La selección española volvió a ganar la Eurocopa de 2012, el 1 de julio ante Italia por cuatro a cero en el Estadio Olímpico de Kiev (hoy Kyiv). Recuerdo haber visto el partido y no mucho más, quizá ya no era algo tan memorable, por repetido. Tal vez Peter Sagan sí tenga especial memoria de la etapa del Tour que se llevó ese día, por ser la primera de la docena que tiene en su vitrina hasta la fecha, la primera también de un Tour de Francia que se inició en Bélgica y coronó a Bradley Wiggins, especialista en pista que tuvo unas pocas buenas temporadas en ruta al final de su carrera.

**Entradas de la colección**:
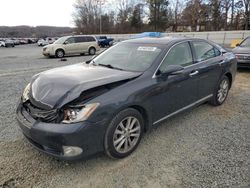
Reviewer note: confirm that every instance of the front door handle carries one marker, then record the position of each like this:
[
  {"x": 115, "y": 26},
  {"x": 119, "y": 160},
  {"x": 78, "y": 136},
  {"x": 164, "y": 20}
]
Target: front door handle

**EJERCICIOS PROPUESTOS**:
1. Copia el fragmento sobre la Eurocopa de 2012 desde "La selección española" hasta "de su carrera.", ambos incluidos, y cambia "Italia" por "Portugal".
2. Responde a estas preguntas sobre el fragmento de la Eurocopa de 2012:
(a) ¿Contra qué selección ganó España la final?
(b) ¿En qué país se inició el Tour de Francia mencionado?
(c) ¿Quién ganó ese Tour de Francia?
3. Prosigue el fragmento sobre la Eurocopa de 2012 a partir de su última frase.

**SOLUCIONES**:
1.
La selección española volvió a ganar la Eurocopa de 2012, el 1 de julio ante Portugal por cuatro a cero en el Estadio Olímpico de Kiev (hoy Kyiv). Recuerdo haber visto el partido y no mucho más, quizá ya no era algo tan memorable, por repetido. Tal vez Peter Sagan sí tenga especial memoria de la etapa del Tour que se llevó ese día, por ser la primera de la docena que tiene en su vitrina hasta la fecha, la primera también de un Tour de Francia que se inició en Bélgica y coronó a Bradley Wiggins, especialista en pista que tuvo unas pocas buenas temporadas en ruta al final de su carrera.

2.
(a) Contra Italia.
(b) En Bélgica.
(c) Bradley Wiggins.

3.
El 11 de septiembre de 2001, Erik Zabel se imponía al sprint en Gijón en la cuarta etapa de la Vuelta a España. Estábamos en la oficina cuando, poco antes de las nueve de la mañana, alguien gritó que un avión se había estrellado contra una de las torres gemelas del World Trade Center. Vimos entonces en directo por CNN en Internet cómo el segundo avión reventaba la torre sur. En segundos, debido a la saturación, dejaron de funcionar tanto Internet como los teléfonos. Tratamos de encontrar alguna certeza entre el caos que empezaron a difundir radio y televisión. Vimos a la gente saltando desde las ventanas, colapsar ambas torres y la pavorosa panorámica desde Brooklyn, al otro lado del río, de Manhattan convertida en una chimenea. Todos teníamos amigos o familia en Nueva York. Todo el mundo lloraba, quien no de miedo, de rabia. Nos fuimos a casa a media mañana, como huyendo de no se sabe qué. Las barreras de los peajes de la autopista estaban levantadas, como en los días de huracán.
El 11 de marzo de 2004, Aleksandr Vinokúrov cruzó el primero la meta en la quinta etapa de la París-Niza. Las explosiones en los trenes habían ocurrido seis horas antes, pero yo me enteré al subir al coche y poner la radio, a eso de las ocho de la mañana. Fue 11 de septiembre otra vez.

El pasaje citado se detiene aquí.